→ STUDY TEXT:
----------------

From the first 911 call to the final gunshots, the entire incident unfolds in less than three hours. In recorded interactions played at the coroner’s inquest and obtained through open records requests, Tony Grove is clearly intoxicated and repeatedly warns officers to stay away from his house, agreeing to talk to officers only if they’ll meet him at his front door. FCSO Deputy Charles Pesola, who had three phone calls with Grove in his role as a negotiator, described Grove as argumentative and combative throughout their interactions.

Jessica Grove was interviewed by two FCSO deputies and gave a written statement shortly after calling 911, and she repeatedly told officers her father was armed and expressed concern that he may react violently. In testimony on May 7, she said she was concerned that her father was suicidal and while the words aren’t spoken, it’s clear officers were aware that Tony could have been contemplating “suicide by cop.”

Sgt. Sam Cox was the first officer on the scene and conducted the first interview with Jessica. Upon assessing the situation, he staged at the bottom of the Groves’ long driveway and began to set up a perimeter. He also requested tactical assistance, which later came in the form of a SWAT team consisting of two armored vehicles and law enforcement from FCSO and KPD. Cox also asked a fellow deputy who operated a law enforcement drone to start taking video of the area for officers to formulate a plan.

At no point, every law enforcement officer who was asked agreed, did Grove ever appear to be de-escalating the situation. There is no audio with the drone footage, but in the 20 or so minutes shown during the inquest, Grove is clearly agitated, waving his arms, gesturing aggressively and picking up various firearms.

----------------

→ EXTRACTED INFORMATION:
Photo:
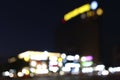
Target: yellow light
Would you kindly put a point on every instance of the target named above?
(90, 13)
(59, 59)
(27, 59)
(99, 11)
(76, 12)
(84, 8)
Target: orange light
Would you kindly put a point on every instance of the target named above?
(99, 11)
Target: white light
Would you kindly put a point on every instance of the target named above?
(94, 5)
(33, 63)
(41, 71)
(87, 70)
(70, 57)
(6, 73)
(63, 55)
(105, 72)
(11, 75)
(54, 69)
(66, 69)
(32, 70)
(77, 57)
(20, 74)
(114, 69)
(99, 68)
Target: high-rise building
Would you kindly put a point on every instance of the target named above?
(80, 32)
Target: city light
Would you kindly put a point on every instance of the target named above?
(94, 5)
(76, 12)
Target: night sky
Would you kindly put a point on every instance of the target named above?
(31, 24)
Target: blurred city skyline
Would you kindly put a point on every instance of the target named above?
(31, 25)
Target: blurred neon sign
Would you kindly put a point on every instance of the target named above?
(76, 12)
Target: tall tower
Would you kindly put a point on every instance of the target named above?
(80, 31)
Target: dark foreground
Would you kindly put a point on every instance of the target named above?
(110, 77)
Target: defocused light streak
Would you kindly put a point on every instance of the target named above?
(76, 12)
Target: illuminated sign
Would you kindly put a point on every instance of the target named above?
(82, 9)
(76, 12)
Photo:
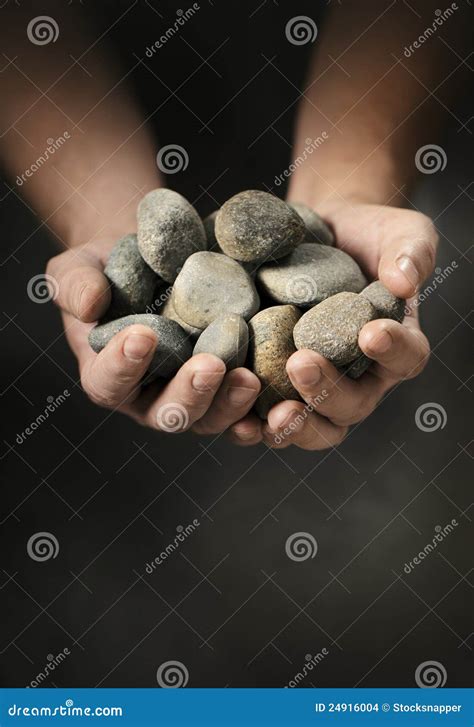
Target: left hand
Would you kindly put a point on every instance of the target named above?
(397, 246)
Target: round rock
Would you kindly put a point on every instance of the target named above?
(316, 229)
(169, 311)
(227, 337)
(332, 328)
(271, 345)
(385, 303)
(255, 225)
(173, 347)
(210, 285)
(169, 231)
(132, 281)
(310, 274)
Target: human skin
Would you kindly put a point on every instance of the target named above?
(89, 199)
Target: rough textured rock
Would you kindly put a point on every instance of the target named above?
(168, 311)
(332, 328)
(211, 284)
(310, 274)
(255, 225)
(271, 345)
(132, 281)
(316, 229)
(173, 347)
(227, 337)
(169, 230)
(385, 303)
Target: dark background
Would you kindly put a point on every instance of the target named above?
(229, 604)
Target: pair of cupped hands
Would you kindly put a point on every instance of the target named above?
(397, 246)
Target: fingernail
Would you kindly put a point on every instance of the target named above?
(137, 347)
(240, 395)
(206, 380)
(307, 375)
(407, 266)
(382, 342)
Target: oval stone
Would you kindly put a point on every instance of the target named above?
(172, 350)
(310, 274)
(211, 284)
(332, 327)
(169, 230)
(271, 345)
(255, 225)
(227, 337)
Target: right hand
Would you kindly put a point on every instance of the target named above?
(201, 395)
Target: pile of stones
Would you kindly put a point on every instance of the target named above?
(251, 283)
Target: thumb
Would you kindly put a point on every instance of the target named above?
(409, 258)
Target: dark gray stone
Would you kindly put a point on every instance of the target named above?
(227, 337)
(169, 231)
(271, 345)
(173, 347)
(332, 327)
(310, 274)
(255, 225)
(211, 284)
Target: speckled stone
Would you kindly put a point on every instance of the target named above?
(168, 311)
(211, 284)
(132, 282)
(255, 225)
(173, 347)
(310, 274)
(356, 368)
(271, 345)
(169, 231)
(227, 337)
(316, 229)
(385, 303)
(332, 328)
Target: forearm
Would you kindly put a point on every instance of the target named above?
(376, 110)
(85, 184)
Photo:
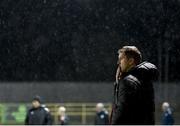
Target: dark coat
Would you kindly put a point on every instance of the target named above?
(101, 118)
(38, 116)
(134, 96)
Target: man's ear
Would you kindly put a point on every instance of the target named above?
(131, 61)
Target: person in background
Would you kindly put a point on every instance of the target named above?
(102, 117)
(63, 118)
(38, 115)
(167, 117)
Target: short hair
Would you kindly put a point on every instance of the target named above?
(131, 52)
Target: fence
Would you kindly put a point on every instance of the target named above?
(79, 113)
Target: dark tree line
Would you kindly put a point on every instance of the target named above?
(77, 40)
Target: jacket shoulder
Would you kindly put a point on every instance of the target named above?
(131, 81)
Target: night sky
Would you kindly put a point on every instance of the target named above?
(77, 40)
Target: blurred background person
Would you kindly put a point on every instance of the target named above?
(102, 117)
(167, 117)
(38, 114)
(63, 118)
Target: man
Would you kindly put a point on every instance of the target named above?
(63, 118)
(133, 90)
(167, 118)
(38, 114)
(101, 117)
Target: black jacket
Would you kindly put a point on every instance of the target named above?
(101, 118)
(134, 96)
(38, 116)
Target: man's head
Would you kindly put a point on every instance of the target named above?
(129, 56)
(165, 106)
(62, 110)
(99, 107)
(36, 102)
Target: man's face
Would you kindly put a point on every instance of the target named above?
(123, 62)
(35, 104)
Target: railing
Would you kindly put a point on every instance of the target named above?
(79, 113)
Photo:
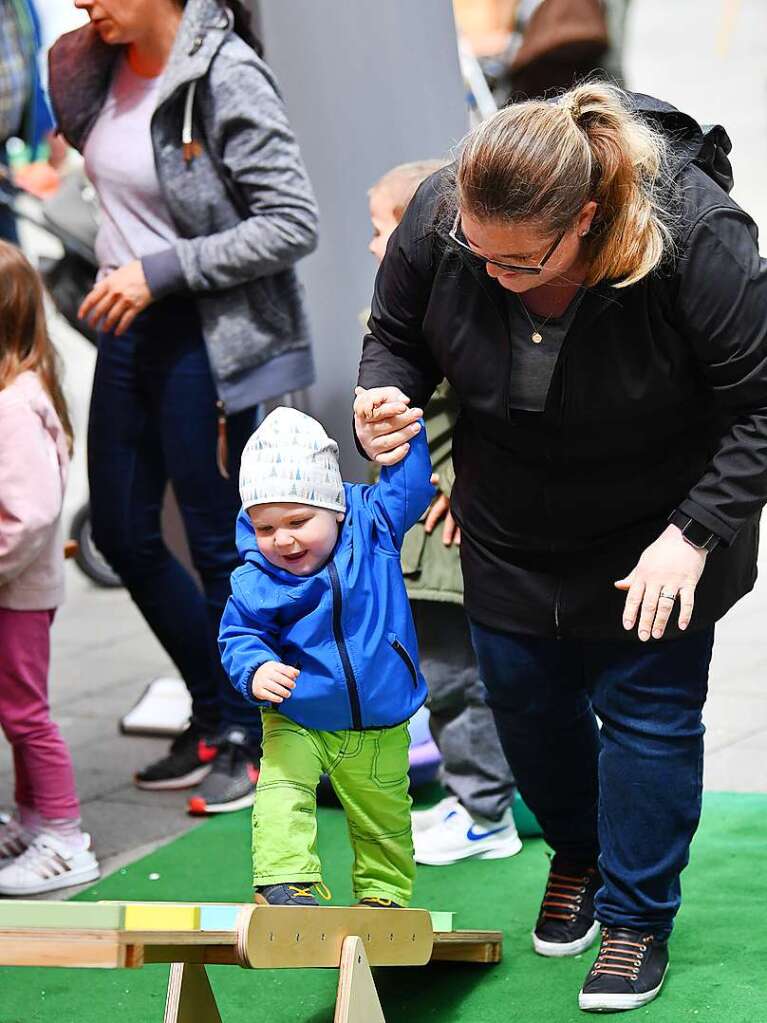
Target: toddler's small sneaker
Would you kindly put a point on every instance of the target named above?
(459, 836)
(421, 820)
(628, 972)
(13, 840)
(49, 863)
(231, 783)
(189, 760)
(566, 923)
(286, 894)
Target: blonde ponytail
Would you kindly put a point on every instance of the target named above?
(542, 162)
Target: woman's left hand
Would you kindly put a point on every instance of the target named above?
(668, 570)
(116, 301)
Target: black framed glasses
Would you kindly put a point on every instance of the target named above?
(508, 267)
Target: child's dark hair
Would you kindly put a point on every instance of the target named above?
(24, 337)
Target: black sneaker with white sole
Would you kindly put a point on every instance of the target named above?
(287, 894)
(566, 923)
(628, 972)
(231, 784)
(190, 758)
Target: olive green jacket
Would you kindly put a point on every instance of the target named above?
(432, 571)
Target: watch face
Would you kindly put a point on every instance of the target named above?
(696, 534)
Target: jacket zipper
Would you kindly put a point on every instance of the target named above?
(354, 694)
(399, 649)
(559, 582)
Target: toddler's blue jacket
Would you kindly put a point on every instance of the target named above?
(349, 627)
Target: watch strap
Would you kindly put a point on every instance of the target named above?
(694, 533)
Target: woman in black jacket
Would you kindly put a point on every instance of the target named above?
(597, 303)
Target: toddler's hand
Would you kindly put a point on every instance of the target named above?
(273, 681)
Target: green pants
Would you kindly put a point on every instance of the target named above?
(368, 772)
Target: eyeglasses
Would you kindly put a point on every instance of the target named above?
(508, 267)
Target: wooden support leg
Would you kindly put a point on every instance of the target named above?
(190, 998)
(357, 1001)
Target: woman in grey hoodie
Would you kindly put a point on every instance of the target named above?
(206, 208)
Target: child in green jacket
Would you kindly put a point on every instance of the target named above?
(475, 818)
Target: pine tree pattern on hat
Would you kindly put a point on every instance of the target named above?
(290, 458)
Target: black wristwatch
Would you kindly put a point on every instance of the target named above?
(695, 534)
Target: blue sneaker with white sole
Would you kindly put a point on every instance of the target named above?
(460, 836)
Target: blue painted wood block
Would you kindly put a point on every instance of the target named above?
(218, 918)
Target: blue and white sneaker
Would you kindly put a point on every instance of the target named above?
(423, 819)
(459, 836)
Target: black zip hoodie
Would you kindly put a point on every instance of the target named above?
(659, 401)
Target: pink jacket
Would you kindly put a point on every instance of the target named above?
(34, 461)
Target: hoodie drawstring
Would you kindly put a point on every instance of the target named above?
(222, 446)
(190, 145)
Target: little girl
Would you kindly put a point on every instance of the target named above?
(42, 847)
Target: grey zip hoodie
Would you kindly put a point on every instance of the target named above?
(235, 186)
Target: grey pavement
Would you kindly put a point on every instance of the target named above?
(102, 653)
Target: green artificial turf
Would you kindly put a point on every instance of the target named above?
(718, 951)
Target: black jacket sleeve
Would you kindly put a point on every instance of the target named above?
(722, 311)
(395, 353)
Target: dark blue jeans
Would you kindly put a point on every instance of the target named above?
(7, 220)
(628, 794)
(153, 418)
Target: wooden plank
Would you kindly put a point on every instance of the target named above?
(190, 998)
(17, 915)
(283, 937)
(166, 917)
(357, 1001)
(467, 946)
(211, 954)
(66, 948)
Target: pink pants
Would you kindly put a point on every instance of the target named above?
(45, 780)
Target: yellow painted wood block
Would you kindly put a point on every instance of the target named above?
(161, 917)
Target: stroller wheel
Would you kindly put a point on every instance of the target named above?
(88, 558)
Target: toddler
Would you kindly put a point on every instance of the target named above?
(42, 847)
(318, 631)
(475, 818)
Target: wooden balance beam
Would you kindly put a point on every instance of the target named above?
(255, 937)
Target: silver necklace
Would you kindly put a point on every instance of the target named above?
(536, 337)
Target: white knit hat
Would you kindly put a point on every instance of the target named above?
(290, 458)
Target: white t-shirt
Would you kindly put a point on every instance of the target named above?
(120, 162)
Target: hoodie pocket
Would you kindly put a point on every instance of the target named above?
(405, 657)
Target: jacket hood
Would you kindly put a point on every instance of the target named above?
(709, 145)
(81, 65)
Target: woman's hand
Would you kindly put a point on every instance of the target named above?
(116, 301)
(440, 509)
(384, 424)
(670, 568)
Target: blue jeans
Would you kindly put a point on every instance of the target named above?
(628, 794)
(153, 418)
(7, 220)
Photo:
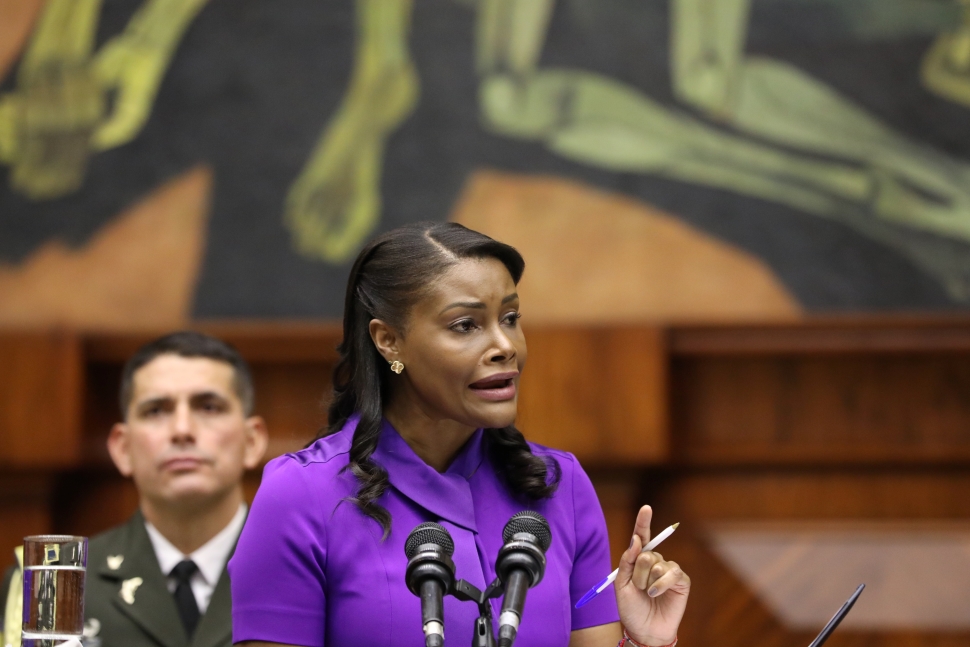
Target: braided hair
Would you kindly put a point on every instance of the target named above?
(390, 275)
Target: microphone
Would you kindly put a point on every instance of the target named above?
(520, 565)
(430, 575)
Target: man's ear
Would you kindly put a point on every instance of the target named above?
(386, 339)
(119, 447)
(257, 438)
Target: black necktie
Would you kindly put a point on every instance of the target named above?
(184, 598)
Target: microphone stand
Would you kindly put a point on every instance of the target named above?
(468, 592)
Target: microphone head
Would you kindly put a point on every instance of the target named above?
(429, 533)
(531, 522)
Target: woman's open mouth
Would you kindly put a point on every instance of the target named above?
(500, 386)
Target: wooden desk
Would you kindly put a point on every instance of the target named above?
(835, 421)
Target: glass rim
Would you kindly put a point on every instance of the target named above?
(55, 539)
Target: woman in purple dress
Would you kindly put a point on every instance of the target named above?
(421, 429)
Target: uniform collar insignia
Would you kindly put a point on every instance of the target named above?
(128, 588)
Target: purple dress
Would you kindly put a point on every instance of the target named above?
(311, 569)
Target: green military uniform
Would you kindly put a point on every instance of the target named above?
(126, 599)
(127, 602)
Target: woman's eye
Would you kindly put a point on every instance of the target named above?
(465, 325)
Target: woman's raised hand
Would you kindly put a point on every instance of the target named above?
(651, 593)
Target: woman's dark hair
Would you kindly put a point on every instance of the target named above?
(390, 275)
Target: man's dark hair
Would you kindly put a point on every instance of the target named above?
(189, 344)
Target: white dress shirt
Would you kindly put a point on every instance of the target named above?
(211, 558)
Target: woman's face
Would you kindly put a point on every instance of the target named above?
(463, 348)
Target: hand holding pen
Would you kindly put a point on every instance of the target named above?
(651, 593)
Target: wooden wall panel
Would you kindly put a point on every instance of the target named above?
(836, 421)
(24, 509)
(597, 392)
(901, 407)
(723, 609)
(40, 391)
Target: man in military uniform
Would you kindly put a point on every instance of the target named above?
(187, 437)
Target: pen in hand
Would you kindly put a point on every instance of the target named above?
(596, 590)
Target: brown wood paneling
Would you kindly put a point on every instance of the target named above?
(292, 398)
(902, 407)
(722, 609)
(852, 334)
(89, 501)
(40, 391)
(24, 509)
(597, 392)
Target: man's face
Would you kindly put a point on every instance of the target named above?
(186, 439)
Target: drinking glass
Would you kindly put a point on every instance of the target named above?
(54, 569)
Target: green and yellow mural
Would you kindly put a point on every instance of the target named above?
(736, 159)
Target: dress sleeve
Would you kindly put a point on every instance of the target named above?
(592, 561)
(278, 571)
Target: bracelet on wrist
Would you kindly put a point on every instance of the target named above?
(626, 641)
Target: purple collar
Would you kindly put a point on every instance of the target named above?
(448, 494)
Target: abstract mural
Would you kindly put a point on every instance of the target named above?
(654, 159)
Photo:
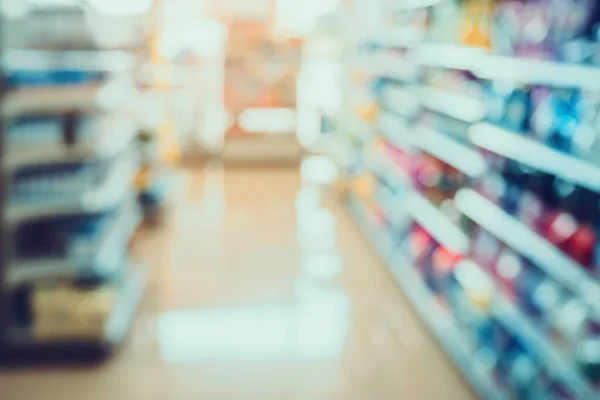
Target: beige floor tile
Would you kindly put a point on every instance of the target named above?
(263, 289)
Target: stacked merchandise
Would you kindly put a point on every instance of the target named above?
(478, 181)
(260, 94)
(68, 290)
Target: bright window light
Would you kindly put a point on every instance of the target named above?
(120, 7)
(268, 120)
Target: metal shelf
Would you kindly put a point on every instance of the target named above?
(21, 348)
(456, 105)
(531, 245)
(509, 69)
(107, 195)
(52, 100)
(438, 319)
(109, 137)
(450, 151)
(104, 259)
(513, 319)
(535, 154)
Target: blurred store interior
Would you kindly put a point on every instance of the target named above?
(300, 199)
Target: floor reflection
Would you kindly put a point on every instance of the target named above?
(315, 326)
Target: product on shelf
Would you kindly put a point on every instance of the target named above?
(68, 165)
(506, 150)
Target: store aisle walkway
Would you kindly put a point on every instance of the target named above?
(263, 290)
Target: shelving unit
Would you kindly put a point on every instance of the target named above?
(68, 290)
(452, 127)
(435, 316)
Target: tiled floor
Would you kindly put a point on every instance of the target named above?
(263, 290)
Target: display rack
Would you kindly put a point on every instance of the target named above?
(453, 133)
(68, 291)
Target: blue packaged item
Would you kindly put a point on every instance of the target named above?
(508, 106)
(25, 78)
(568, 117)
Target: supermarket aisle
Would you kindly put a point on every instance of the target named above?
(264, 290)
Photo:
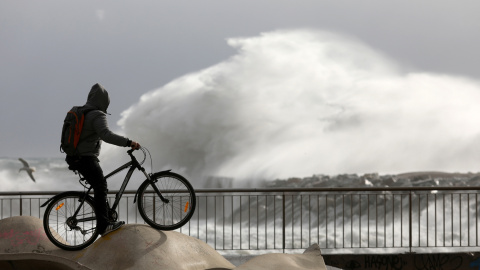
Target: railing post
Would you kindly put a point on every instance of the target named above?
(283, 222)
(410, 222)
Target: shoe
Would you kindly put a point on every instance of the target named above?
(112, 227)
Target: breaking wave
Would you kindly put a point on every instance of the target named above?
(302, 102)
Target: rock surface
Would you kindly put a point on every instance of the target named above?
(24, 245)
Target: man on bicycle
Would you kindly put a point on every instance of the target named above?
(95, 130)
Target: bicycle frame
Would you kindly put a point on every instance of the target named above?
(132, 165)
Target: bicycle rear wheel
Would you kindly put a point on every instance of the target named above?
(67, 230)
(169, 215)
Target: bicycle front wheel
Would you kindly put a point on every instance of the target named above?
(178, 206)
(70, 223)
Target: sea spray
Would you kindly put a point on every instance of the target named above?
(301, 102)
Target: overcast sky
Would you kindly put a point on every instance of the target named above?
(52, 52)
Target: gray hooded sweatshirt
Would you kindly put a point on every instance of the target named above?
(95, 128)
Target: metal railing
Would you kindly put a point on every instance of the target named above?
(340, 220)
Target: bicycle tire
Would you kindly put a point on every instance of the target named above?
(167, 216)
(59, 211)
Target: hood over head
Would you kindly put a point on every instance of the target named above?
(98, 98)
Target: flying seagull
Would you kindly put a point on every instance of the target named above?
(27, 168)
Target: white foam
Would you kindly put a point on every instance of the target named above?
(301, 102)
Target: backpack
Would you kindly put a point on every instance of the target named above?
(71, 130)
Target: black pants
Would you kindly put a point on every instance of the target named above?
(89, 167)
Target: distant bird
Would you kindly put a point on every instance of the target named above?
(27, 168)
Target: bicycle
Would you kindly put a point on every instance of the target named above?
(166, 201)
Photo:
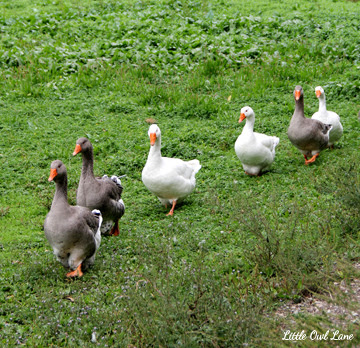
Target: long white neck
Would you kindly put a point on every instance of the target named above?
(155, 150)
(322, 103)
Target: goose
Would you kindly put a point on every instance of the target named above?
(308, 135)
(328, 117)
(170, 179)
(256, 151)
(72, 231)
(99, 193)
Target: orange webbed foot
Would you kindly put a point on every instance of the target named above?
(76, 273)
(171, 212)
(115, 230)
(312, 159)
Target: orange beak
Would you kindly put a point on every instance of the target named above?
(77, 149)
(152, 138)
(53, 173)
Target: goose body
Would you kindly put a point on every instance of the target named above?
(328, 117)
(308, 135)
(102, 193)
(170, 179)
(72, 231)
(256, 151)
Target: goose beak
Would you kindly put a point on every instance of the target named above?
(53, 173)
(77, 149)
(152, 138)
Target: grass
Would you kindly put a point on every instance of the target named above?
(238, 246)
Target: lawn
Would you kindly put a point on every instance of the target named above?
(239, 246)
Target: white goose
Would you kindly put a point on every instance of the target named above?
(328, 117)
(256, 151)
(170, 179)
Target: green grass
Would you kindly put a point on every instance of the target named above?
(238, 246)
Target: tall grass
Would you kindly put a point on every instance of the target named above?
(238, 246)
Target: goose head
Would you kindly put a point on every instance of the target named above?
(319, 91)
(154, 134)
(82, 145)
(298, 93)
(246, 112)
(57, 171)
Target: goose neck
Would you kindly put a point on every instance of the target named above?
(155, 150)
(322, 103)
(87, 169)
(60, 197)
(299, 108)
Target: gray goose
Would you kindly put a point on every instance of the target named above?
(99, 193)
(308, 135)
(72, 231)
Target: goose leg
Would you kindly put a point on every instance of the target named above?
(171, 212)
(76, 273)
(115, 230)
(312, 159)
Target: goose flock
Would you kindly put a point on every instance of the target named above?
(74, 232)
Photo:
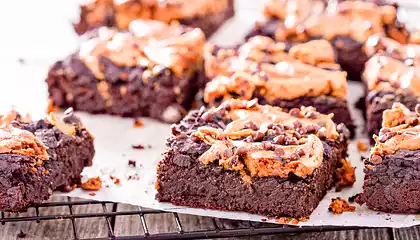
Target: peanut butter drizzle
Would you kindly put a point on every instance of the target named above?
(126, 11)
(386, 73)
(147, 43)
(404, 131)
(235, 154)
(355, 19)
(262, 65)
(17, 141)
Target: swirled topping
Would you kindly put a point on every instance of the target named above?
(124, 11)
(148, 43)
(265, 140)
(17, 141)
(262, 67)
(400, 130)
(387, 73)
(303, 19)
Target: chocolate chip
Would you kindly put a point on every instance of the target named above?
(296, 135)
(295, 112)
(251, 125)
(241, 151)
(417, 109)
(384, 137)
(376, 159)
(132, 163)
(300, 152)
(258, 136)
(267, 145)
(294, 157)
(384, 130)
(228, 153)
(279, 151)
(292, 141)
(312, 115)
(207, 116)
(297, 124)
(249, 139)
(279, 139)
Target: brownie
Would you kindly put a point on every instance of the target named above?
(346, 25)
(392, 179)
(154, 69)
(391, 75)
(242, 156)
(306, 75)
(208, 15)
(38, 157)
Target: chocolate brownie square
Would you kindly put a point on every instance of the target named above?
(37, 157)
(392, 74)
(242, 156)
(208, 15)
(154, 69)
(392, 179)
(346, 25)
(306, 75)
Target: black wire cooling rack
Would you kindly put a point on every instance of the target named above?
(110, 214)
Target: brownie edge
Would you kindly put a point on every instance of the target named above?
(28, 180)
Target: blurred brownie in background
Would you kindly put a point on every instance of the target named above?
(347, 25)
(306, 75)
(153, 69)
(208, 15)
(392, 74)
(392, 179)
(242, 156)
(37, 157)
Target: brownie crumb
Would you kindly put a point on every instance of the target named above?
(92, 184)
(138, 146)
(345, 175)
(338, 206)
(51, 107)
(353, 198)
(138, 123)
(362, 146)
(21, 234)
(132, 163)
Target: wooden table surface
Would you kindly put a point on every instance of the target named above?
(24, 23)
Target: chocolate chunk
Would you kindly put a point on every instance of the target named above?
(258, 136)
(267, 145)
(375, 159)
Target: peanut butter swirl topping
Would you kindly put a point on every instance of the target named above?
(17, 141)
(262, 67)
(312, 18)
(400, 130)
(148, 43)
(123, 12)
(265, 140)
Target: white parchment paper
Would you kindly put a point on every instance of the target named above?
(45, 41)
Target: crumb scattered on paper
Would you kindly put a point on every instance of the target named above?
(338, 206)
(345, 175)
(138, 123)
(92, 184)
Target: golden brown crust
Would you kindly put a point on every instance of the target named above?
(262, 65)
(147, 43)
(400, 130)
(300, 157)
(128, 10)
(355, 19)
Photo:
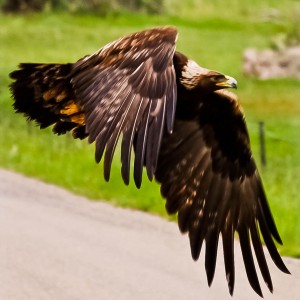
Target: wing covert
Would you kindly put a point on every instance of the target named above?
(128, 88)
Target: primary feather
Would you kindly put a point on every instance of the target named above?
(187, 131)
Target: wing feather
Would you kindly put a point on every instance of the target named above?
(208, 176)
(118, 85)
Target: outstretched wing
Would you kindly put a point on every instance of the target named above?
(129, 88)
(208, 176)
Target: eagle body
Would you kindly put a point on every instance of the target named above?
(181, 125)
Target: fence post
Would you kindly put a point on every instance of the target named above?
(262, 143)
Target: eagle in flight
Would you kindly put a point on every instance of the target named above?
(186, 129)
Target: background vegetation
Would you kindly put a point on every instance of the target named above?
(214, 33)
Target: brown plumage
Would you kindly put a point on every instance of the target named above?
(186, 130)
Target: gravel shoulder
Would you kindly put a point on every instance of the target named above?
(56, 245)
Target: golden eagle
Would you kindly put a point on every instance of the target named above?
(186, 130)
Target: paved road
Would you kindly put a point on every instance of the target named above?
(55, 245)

----------------

→ CHECK YOUR UNDERSTANDING:
1 - Translate this sentence from the standoff account into Spanish: "From the first 911 call to the final gunshots, the entire incident unfolds in less than three hours."
2 - Continue the standoff account from its last sentence.
The lines above are not needed here.

→ ANSWERS TO THE EXERCISE:
1 - Desde la primera llamada al 911 hasta los últimos disparos, todo el incidente se desarrolla en menos de tres horas.

2 -
When the SWAT teams arrive on the scene, the decision is made to send the two armored vehicles up the driveway and park them feet from Grove’s porch, next to a garage. An arrest team — Venezio, Smith and Shawback — exit their armored vehicles and take cover nearby. Pesola continues to attempt to negotiate with Grove through a loudspeaker but those negotiations go nowhere. If anything, Grove only escalates his behavior once the SWAT vehicles arrive, at one point emerging from the house with a gun in each hand and twirling them in his hands, briefly aiming them at the officers. It’s a short while later that Grove once again escalates his behavior, fires his gun, and is killed.

Anthony Grove and his daughter, Jozi. Courtesy photo.

The tactical decisions made on May 24 were not included in the narrow scope of the coroner’s inquest but Dawn Grove remains baffled why law enforcement continued to engage with her husband, even though he was clearly in a highly agitated state and at home alone, where he did not pose an imminent threat to anyone other than himself.

“You’ve seen … all the different instances where somebody has been irrational and they’ve walked out of it alive because they have backed off, stayed their distance, monitored it but didn’t engage,” she said. “All that happened for two hours was constant antagonizing. Did it escalate? Yes. Was (Tony) as much at fault as they are? Yes. I’m not saying he was in the right, that is not it, but something better should have happened.”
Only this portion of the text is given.